**REQUIRED ACTION:** The entries that follow need to be retyped verbatim.

**Extracted data entries:**

========

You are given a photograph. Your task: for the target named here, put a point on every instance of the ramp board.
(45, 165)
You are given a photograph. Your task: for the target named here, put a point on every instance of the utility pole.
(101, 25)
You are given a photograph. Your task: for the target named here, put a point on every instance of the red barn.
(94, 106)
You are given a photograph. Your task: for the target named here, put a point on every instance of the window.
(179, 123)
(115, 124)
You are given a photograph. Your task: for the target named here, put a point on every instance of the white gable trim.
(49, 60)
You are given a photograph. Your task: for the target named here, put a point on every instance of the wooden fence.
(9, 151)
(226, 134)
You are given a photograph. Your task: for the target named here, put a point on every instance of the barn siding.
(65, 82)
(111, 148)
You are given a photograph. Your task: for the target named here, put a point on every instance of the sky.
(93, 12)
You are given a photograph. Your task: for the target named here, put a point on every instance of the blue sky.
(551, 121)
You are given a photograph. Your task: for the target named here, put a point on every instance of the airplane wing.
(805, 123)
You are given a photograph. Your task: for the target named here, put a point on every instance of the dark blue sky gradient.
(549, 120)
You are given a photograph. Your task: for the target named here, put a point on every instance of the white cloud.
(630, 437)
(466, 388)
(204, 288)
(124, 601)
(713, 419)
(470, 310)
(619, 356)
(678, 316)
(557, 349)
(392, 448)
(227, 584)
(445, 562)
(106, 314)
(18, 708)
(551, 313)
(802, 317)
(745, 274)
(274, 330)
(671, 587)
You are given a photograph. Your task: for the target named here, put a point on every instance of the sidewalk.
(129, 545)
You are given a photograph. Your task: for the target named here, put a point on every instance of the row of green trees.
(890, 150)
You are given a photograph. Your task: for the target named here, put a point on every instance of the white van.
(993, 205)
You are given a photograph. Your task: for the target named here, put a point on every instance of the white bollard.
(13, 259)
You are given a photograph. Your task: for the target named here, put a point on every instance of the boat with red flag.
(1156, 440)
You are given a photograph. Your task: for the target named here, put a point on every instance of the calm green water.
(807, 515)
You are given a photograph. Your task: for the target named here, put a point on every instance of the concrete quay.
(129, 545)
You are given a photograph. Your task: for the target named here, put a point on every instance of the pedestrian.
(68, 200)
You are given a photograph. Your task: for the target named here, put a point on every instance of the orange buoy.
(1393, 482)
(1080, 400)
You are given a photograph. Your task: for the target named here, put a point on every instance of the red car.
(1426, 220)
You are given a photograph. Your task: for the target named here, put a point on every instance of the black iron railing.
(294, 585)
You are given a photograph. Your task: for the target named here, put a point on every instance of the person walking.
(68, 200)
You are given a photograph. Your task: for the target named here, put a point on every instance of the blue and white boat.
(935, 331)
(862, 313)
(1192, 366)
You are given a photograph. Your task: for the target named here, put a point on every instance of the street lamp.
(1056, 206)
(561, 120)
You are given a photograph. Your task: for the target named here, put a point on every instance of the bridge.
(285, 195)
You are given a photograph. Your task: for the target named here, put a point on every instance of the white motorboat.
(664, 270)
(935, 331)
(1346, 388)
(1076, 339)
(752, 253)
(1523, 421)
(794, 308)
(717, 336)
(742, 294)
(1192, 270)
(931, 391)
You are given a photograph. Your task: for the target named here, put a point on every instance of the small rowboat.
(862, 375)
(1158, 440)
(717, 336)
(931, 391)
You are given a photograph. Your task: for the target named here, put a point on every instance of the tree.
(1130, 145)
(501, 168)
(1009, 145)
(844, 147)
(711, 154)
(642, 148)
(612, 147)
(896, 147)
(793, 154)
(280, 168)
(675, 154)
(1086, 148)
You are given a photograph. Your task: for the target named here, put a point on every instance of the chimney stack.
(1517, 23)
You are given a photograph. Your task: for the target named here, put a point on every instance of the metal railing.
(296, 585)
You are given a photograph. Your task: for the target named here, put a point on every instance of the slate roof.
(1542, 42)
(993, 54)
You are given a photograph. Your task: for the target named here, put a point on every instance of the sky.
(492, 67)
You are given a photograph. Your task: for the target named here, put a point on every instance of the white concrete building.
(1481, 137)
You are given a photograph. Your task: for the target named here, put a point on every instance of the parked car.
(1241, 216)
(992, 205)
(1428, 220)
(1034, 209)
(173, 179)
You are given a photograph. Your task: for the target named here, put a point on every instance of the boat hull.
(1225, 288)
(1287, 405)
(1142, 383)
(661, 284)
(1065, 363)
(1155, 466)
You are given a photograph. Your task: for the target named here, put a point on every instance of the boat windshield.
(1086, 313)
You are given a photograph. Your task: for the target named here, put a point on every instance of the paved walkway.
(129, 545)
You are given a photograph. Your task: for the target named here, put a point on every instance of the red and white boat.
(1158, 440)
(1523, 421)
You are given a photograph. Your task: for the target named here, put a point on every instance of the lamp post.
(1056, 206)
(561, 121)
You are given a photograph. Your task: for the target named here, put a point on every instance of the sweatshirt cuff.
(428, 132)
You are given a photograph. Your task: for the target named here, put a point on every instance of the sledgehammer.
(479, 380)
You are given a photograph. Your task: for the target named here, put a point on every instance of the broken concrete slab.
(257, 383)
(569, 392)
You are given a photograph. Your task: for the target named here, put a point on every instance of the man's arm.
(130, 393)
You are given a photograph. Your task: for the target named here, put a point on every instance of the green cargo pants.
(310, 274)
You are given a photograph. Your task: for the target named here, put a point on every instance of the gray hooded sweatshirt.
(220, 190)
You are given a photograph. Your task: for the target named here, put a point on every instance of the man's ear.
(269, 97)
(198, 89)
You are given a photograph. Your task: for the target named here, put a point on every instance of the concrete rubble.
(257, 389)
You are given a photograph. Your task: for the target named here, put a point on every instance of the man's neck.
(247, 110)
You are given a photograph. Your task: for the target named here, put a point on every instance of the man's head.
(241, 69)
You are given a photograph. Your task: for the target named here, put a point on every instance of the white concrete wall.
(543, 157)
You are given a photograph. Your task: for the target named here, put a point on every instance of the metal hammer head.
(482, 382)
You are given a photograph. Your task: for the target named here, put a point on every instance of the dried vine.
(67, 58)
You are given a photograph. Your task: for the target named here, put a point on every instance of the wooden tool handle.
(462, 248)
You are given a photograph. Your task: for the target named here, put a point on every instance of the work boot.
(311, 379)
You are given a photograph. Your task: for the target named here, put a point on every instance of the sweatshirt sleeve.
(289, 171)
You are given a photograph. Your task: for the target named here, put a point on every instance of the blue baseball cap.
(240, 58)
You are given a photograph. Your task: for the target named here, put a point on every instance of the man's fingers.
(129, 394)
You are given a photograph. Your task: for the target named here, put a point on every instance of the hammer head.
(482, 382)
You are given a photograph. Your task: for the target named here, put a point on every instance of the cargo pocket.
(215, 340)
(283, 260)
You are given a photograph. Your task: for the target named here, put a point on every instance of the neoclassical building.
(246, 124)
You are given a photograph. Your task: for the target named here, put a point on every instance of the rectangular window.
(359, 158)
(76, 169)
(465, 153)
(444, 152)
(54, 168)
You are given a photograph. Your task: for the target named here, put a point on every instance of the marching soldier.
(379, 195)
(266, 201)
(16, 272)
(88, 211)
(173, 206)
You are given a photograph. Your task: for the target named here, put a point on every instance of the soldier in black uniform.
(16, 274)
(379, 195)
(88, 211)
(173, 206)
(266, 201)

========

**SOLVED PROBLEM:**
You are given a photograph. Your task: for the target named here, put a point on every instance of the ramp board.
(45, 165)
You are given a photograph. Your task: for the target named here, put a point on every instance of the utility pole.
(101, 25)
You are given a photograph. Your task: for the target named here, put a point on every instance of the red barn.
(94, 106)
You are given a photograph. Your task: for the target named here, put a point on every instance of the window.
(179, 123)
(115, 124)
You are given a photograph. Your task: for the target named here, put a point on every instance of the white gable trim.
(49, 60)
You are given a photograph. Your task: for the target named here, put a point on every instance of the wooden fence.
(9, 151)
(226, 134)
You are given a photograph. Your task: for the target named here, put a point on every instance of the barn siding.
(65, 82)
(111, 148)
You are given a photograph. Your task: for the target named here, put a point on every instance of the sky.
(93, 12)
You are given a photograph. Your task: for the target named here, put a point on every instance of the blue sky.
(551, 121)
You are given a photograph. Your task: for the target named here, put a point on every instance of the airplane wing.
(805, 123)
You are given a photograph. Your task: for the target named here, put a point on every instance of the dark blue sky gradient.
(549, 120)
You are given a photograph. Your task: for the target named here, put a point on every instance of the white cloud.
(630, 437)
(466, 388)
(204, 288)
(124, 601)
(713, 419)
(470, 310)
(619, 356)
(678, 316)
(557, 349)
(392, 448)
(227, 584)
(445, 562)
(106, 314)
(18, 708)
(551, 313)
(802, 317)
(745, 274)
(274, 330)
(671, 587)
You are given a photograph. Your task: for the target named here, put a point on every instance of the sidewalk.
(129, 545)
You are given a photograph. Your task: for the target named here, put a point on every instance of the row of green trees.
(890, 150)
You are given a photograph. Your task: for the target named here, put a point on every instance of the white van.
(993, 205)
You are given a photograph. Your task: for the target named here, put a point on every instance of the white bollard.
(13, 259)
You are given a photograph. Your task: for the target named here, put a point on every instance of the boat with red flag.
(1156, 440)
You are given a photograph. Your task: for the target named here, put a point on every instance of the calm green water.
(807, 515)
You are given a photograph. Your task: for the target named here, put a point on every instance of the concrete quay.
(129, 545)
You are given a photograph. Your task: for the target named here, put a point on every instance of the pedestrian.
(68, 200)
You are given a photograph. Your task: for the target named here, put a point on every instance of the orange buoy.
(1393, 482)
(1080, 400)
You are given a photograph. Your task: for the target named here, put a point on every instance of the red car.
(1426, 220)
You are given a photograph. Your task: for the target named here, put a point on every instance of the black iron railing.
(294, 585)
You are given a photograph. Your task: for the target named here, put a point on every instance of the person walking.
(68, 200)
You are given a photograph. Your task: for the target named here, put a point on every instance of the blue and white boat.
(935, 331)
(862, 313)
(1192, 366)
You are given a photograph. Your task: for the target named here, put a point on every instance of the street lamp.
(1056, 206)
(561, 120)
You are given a photograph. Your task: for the target named here, put a point on every instance of the bridge.
(285, 195)
You are given a photograph. Your task: for the target named here, put a point on every instance of the white motorboat.
(664, 270)
(935, 331)
(1346, 388)
(1076, 339)
(752, 253)
(1523, 421)
(794, 308)
(717, 336)
(742, 294)
(1192, 270)
(931, 391)
You are given a photograph. Your task: for the target named here, put a point on every instance of the small rowboat.
(862, 375)
(1158, 440)
(717, 336)
(931, 391)
You are given a photograph. Your task: for the target named here, put a point on every instance of the tree.
(1130, 145)
(501, 168)
(1009, 145)
(844, 147)
(711, 154)
(642, 148)
(612, 147)
(896, 147)
(793, 154)
(280, 168)
(675, 154)
(1086, 148)
You are given a photograph. Your task: for the target named here, put a point on every instance of the chimney stack.
(1517, 23)
You are given a photograph. Your task: for the target named here, put a point on every instance of the metal railing.
(296, 585)
You are given a photograph. Your task: for the target named here, put a point on every instance of the slate roof.
(1542, 42)
(993, 54)
You are given a photograph. Your task: for the target named here, put a point on every instance of the sky.
(492, 67)
You are given a photograph. Your task: for the target named here, put a point on every instance of the white concrete building.
(1481, 137)
You are given a photograph. Your task: for the target named here, put a point on every instance of the parked car.
(1241, 216)
(992, 205)
(1428, 220)
(1034, 209)
(173, 179)
You are given a photograph. Your task: for the target named here, put a point on every instance of the boat hull.
(1225, 288)
(1287, 405)
(1142, 383)
(661, 284)
(1065, 363)
(1155, 466)
You are given a photograph. Your task: for the target named here, put a point on every instance of the boat windshield.
(1086, 313)
You are given a photograph. Your task: for the target named here, put a point on every instance of the paved walkway.
(129, 545)
You are given a photograph. Your task: for the target named here, put a point on every instance of the red and white boat.
(1158, 440)
(1523, 421)
You are given a photograph. Your task: for the target named here, put a point on every instance of the lamp post.
(1056, 206)
(561, 121)
You are given a photograph. Your task: for the target named here, put a point on every instance of the sweatshirt cuff.
(428, 132)
You are given a photograph. Your task: for the target named here, put a point on every instance of the sledgehammer.
(479, 380)
You are given a photograph. Your task: for the target named here, put a point on every instance of the broken concrete slab.
(257, 383)
(569, 392)
You are given a photograph. Your task: for the target named here, put a point on every instance of the man's arm.
(130, 393)
You are given a photograph. Your task: for the target named here, put a point on every instance of the green cargo pants.
(310, 274)
You are given a photograph. Your task: for the target named here, put a point on every instance of the gray hooded sweatshirt.
(220, 190)
You are given a photograph. Your task: for the target named here, put a point on every instance of the man's ear.
(269, 97)
(198, 89)
You are given a photograph. Your task: for the target named here, put a point on every instance of the concrete rubble.
(257, 389)
You are given a photograph. Your task: for the target named here, put a point on every instance of the man's neck.
(247, 110)
You are given a photograph. Your task: for the target named here, put a point on every instance of the man's head.
(241, 69)
You are given a photograph. Your task: for the target named here, put a point on every instance of the white concrete wall.
(543, 157)
You are given a photograph. Your task: for the target named here, put a point on every instance of the metal hammer head.
(482, 382)
You are given a photograph. Your task: for the target named here, put a point on every instance of the dried vine.
(67, 58)
You are given a photograph. Your task: for the target named here, put a point on every instance of the wooden tool handle.
(462, 248)
You are given a photograph. Your task: for the target named here, put a point on every instance of the work boot.
(311, 379)
You are given a photograph. Your task: for the target named here, put a point on every instance of the sweatshirt sleeve.
(289, 171)
You are given a photograph. Your task: for the target named here, put a point on every instance of the blue baseball cap.
(240, 58)
You are given a photograph. Your task: for the target named here, put a point on every instance of the man's fingers.
(129, 394)
You are given a photograph. Your task: for the target named here, put a point on every instance of the hammer head.
(482, 382)
You are given a photograph. Your task: for the target named here, put a point on every instance of the cargo pocket.
(215, 340)
(283, 260)
You are given a photograph. Your task: for the target named here, put a point on every instance of the neoclassical building.
(246, 124)
You are given a photograph. Your task: for the target named here, put a point on every instance of the rectangular window.
(359, 158)
(76, 169)
(465, 153)
(444, 152)
(54, 168)
You are given a photograph. Your task: for the target named here, put a point on every instance of the marching soldier.
(379, 195)
(266, 201)
(16, 272)
(88, 211)
(173, 206)
You are given a photograph. Your task: for the target named here, put a point on every instance of the soldier in black uniform.
(16, 274)
(379, 195)
(88, 211)
(173, 206)
(266, 201)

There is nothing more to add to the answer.